[Coordinate labeling data]
···
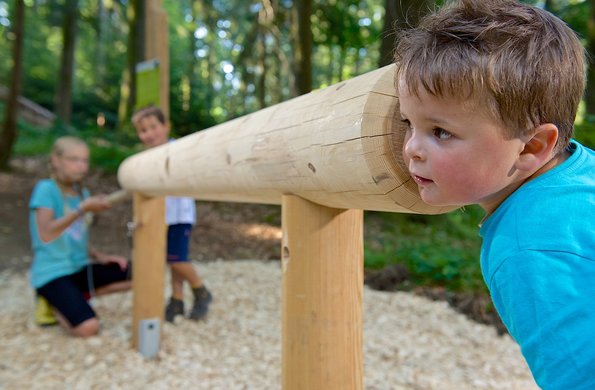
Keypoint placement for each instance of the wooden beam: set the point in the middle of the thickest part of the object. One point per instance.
(339, 147)
(148, 261)
(322, 260)
(150, 235)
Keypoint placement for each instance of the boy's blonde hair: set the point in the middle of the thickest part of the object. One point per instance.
(146, 112)
(524, 64)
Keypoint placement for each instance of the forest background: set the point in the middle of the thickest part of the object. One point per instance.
(76, 59)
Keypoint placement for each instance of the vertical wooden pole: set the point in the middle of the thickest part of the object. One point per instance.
(150, 235)
(148, 261)
(322, 260)
(157, 47)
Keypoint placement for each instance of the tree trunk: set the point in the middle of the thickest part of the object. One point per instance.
(404, 13)
(63, 96)
(590, 92)
(303, 42)
(136, 46)
(10, 117)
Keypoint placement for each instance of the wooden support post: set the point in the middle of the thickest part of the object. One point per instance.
(322, 260)
(148, 261)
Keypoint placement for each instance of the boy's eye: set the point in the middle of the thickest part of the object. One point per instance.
(441, 133)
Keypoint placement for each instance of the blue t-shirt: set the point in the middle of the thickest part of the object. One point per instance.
(67, 253)
(538, 260)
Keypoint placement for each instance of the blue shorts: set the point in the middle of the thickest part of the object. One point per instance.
(178, 241)
(67, 293)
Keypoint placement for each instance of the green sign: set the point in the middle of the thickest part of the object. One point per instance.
(147, 84)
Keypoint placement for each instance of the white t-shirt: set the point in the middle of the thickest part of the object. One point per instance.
(179, 210)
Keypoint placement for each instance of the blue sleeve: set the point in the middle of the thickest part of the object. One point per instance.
(46, 195)
(545, 298)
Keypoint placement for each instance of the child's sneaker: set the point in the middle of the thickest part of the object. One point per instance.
(44, 315)
(202, 298)
(174, 307)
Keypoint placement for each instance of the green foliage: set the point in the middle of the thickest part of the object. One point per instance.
(438, 250)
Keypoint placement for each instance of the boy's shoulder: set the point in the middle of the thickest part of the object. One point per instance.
(46, 184)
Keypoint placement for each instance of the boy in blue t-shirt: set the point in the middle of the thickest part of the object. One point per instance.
(488, 93)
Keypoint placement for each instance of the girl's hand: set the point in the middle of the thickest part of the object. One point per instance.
(95, 204)
(107, 259)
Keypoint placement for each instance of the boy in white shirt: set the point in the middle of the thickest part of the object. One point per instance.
(152, 130)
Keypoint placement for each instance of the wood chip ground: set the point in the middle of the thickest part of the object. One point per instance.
(409, 342)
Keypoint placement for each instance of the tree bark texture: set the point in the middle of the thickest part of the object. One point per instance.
(9, 132)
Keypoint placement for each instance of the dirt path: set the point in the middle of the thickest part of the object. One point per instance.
(224, 231)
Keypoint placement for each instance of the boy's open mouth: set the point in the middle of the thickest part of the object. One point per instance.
(421, 180)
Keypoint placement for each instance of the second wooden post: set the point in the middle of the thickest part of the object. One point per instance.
(148, 264)
(322, 260)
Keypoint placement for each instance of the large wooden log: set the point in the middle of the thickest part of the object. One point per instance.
(338, 147)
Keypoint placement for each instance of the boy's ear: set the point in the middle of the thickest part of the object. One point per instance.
(539, 148)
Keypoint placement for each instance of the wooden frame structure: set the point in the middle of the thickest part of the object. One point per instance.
(325, 157)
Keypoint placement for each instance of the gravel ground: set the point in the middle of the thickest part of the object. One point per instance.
(409, 342)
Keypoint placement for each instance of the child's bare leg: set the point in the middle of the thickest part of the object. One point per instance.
(177, 285)
(85, 329)
(124, 285)
(186, 271)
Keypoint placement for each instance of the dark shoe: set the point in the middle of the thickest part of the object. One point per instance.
(202, 298)
(174, 307)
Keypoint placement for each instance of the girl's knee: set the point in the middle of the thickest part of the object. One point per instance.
(87, 328)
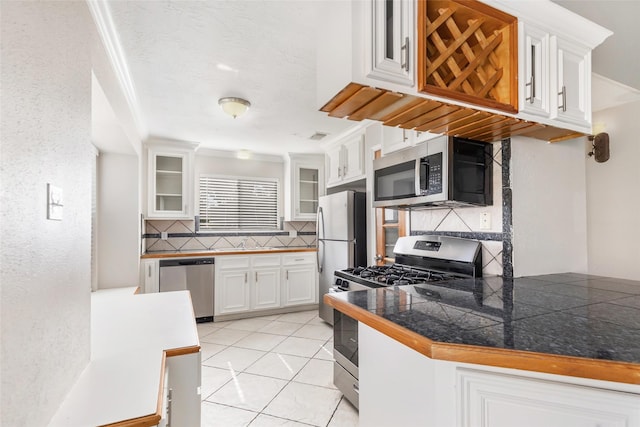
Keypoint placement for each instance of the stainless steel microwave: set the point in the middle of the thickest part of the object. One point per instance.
(446, 170)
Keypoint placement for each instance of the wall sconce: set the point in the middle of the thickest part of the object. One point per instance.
(234, 106)
(599, 147)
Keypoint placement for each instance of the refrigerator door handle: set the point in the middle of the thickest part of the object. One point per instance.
(319, 236)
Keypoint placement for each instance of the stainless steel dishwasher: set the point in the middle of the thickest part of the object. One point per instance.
(192, 274)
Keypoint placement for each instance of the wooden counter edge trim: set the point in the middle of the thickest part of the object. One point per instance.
(220, 253)
(182, 351)
(151, 419)
(605, 370)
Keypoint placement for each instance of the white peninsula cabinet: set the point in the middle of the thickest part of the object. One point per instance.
(415, 390)
(170, 181)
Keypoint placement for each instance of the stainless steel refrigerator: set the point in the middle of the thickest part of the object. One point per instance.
(342, 239)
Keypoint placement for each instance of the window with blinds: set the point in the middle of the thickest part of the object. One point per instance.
(230, 203)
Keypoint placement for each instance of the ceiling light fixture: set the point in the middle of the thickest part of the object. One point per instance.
(234, 106)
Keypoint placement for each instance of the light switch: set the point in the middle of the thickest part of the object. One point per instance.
(54, 202)
(485, 221)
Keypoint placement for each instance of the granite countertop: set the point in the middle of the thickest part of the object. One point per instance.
(225, 251)
(571, 324)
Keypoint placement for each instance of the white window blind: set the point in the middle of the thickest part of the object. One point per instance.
(238, 203)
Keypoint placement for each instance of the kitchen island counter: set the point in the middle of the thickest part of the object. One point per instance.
(566, 324)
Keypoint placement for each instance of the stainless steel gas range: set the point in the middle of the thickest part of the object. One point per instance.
(419, 259)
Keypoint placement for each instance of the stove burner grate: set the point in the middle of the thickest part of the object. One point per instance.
(397, 274)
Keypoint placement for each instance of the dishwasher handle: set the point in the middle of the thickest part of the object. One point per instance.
(189, 261)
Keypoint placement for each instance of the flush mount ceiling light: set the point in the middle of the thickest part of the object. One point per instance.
(234, 106)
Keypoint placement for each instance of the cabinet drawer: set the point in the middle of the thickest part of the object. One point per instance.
(300, 258)
(232, 262)
(265, 261)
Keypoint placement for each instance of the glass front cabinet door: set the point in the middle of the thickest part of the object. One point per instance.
(305, 184)
(170, 184)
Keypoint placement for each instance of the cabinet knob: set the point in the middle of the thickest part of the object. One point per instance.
(405, 47)
(563, 107)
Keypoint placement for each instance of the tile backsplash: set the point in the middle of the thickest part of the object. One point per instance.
(181, 235)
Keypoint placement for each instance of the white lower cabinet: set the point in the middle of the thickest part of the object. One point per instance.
(300, 279)
(183, 400)
(246, 283)
(264, 282)
(266, 288)
(415, 390)
(496, 400)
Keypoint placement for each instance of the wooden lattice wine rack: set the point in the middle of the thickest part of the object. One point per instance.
(468, 51)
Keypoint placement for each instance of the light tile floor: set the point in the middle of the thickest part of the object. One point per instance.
(271, 371)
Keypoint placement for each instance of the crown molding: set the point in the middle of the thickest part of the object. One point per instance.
(101, 15)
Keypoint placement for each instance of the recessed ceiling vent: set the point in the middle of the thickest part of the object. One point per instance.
(318, 136)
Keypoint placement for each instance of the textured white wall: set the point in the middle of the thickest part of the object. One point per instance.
(613, 197)
(118, 221)
(549, 206)
(45, 276)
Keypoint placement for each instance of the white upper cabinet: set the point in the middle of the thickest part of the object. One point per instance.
(534, 73)
(571, 67)
(395, 138)
(345, 161)
(304, 184)
(170, 182)
(555, 77)
(392, 57)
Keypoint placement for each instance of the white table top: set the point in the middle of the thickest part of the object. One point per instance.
(129, 336)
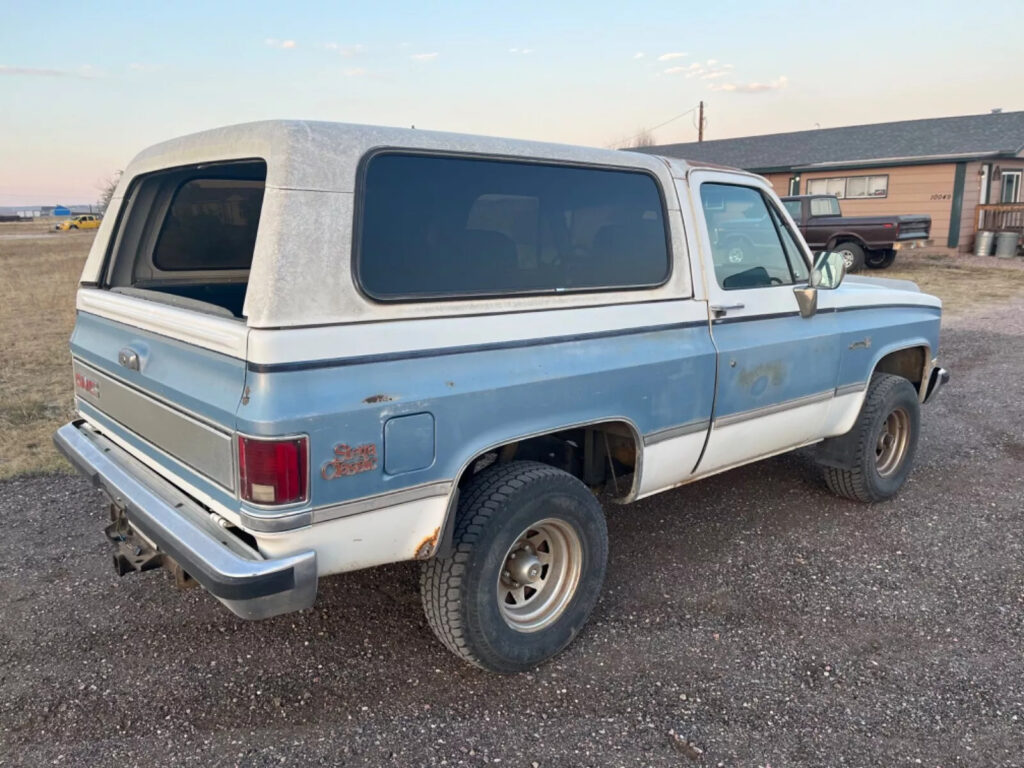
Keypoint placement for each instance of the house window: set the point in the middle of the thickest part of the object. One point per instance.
(850, 186)
(1011, 186)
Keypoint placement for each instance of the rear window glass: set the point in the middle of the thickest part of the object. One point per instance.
(446, 227)
(793, 206)
(211, 224)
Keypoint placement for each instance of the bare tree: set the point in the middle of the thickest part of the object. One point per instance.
(107, 190)
(644, 137)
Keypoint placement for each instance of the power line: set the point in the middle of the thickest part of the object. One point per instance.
(660, 125)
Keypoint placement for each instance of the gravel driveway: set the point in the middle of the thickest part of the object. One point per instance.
(754, 614)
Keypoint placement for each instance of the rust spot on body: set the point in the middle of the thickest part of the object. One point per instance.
(428, 546)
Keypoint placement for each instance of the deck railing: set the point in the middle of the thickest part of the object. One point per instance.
(1001, 217)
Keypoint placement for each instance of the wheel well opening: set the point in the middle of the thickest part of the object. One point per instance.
(906, 363)
(602, 455)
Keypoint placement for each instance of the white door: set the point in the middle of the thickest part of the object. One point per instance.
(776, 370)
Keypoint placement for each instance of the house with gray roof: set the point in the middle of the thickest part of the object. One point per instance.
(943, 167)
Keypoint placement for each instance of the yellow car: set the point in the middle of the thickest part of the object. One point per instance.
(85, 221)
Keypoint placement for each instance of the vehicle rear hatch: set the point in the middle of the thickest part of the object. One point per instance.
(160, 340)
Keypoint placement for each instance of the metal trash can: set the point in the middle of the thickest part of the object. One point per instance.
(983, 241)
(1006, 245)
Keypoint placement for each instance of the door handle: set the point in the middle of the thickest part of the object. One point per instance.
(721, 309)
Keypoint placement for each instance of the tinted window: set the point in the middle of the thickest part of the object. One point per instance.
(437, 226)
(793, 206)
(211, 224)
(824, 207)
(747, 246)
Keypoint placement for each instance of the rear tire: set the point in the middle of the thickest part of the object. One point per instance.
(883, 442)
(880, 259)
(530, 548)
(853, 255)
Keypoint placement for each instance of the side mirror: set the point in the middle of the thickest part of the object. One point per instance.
···
_WHAT THE TASK REQUIRES:_ Give again, word for word, every line from the one holding "Keypoint placement for each instance of the gravel driveway: set" to the end of the data.

_FULL SOLUTION:_
Keypoint placement for each instance of the gravel driveway: set the point in the middle of the thickest part of the object. One point per instance.
(754, 614)
Keypoint placement for each instance of the rust spot on body: set the point in the middle of the thickest part of the object. One point per instance.
(428, 546)
Keypoint placement for each instance of the deck railing: set the point in the middle of the thickest part of the object. One point per instance.
(1001, 217)
Keypoint placement for each instance of the wheel well opening: set the point in the middle of the thickest part of the object. One point per instance.
(906, 363)
(602, 455)
Keypoint placement for each instance of the white door: set the point in the middle of the thickest part of the object. One point per instance.
(776, 370)
Keypoint placement for each instance of the house with gray roof: set the point in the middle of the thickest part of the object. One point per instance.
(943, 167)
Keypoint placement for each instance of the yellow car: set the point in the middle of the thickest part of the object. One point per instance.
(85, 221)
Keypoint placement for each instance of the vehicle rear hatch: set the point in the middle of the thickest part of the object. One point per instance.
(160, 340)
Keypoint placement for each instance of the metal trash can: set the point in the middle of the thickest part of the object. One point per instance.
(983, 241)
(1006, 245)
Keypoint placement for each instance of the door handle: set the point in the middle of the thickest part of the object. One point per instance.
(721, 309)
Keypoint placement for each instance of the tinted window: set the point in the middle of the thickest part of the object. One point per instance.
(437, 226)
(793, 206)
(211, 224)
(824, 207)
(747, 246)
Keypoint placement for each instance of the rear tire: set the point in the middle of the thickest part of the object. One point per instance.
(883, 442)
(880, 259)
(530, 548)
(853, 255)
Keypoint placement for each instance of the side mirror: set the point in the middle of the thickest part of the object. One point per instance.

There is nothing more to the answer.